-- begin TASK MATERIAL --

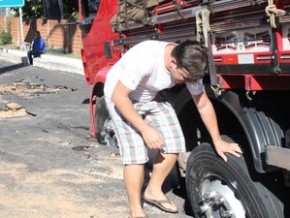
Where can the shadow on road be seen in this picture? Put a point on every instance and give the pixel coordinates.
(11, 68)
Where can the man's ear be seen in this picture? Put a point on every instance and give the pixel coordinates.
(173, 62)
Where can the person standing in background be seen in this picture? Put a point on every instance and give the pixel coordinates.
(38, 48)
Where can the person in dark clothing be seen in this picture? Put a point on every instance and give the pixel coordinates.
(38, 48)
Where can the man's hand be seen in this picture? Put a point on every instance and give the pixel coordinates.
(222, 147)
(152, 138)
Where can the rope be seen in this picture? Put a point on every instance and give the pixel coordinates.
(272, 12)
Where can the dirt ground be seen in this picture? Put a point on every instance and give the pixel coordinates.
(50, 166)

-- end TASK MATERIAL --

Reproduce all the lines above word for word, leaving out the pictures.

RESULT FOR THIS TASK:
Where can the shadow on road be seen in this picture? Put a point on every instance and give the pixel coordinates.
(11, 68)
Where can the man's ear be seen in this picture? Put a point on every instance and give the pixel coordinates.
(173, 62)
Where can the person standing in background be seen in this picture? Put a point on every instance and give the pixel coordinates.
(38, 48)
Where can the person in dark clothing be seen in this picture? Put a point on every instance and give the pixel coordinates.
(38, 48)
Where can the man's hand be seen in this picture? Put a point on every instance and give the pixel coordinates.
(222, 147)
(152, 138)
Where can the rope be seen in this picture? Put a point on every instance and give the pixel coordinates.
(272, 12)
Where can the dirt ground be seen in this picture? Put a point on every instance and give the pixel coordinates.
(50, 166)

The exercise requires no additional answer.